### Input ###

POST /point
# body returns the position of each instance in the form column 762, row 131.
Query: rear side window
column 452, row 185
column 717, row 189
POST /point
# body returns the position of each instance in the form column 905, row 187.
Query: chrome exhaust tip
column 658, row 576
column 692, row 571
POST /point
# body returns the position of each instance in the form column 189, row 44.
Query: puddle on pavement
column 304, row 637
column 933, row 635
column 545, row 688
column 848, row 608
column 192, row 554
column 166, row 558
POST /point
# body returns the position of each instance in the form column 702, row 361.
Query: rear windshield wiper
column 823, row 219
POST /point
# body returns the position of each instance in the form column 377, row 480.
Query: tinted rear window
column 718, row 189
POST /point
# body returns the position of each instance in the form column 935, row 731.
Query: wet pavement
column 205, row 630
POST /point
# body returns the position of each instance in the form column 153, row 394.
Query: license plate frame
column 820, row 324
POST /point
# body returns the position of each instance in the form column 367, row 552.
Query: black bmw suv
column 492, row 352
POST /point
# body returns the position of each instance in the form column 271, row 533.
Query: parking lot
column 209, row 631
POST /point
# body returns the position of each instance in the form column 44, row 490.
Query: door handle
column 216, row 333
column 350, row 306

###

▸ Set exercise: Convert every line of the data above into a JSON list of strings, with one string per line and no blank lines.

▸ Final result:
[
  "POST /point",
  "# body returns the position of each instance in the form column 762, row 131.",
  "Query: rear side window",
  "column 452, row 185",
  "column 717, row 189",
  "POST /point",
  "# body returns the position of each instance in the form column 905, row 187.",
  "Query: chrome exhaust tip",
  "column 658, row 576",
  "column 692, row 571",
  "POST /point",
  "# body returns the position of each instance in the form column 189, row 44.",
  "Query: puddle on pavement",
  "column 304, row 637",
  "column 933, row 635",
  "column 545, row 688",
  "column 848, row 608",
  "column 192, row 554",
  "column 166, row 558",
  "POST /point",
  "# body returns the position of each instance in the form column 702, row 361.",
  "Query: rear windshield wiper",
  "column 823, row 219",
  "POST /point",
  "# body returns the position of each instance in the form column 377, row 480.",
  "Query: tinted rear window",
  "column 718, row 189",
  "POST /point",
  "# body returns the position of each instance in the form column 935, row 731.",
  "Query: wet pavement",
  "column 205, row 630",
  "POST /point",
  "# body returns the position of each instance in the form column 153, row 394.",
  "Query: license plate frame",
  "column 820, row 324",
  "POST /point",
  "# body returns the position of each instance in the form column 367, row 552.",
  "Query: black bmw suv",
  "column 492, row 352",
  "POST /point",
  "# body returns the position of each instance in the form column 271, row 533.",
  "Query: parking lot",
  "column 209, row 631",
  "POST /point",
  "# body returns the position of each instance in the form column 44, row 490.",
  "Query: door handle",
  "column 216, row 333",
  "column 350, row 306"
]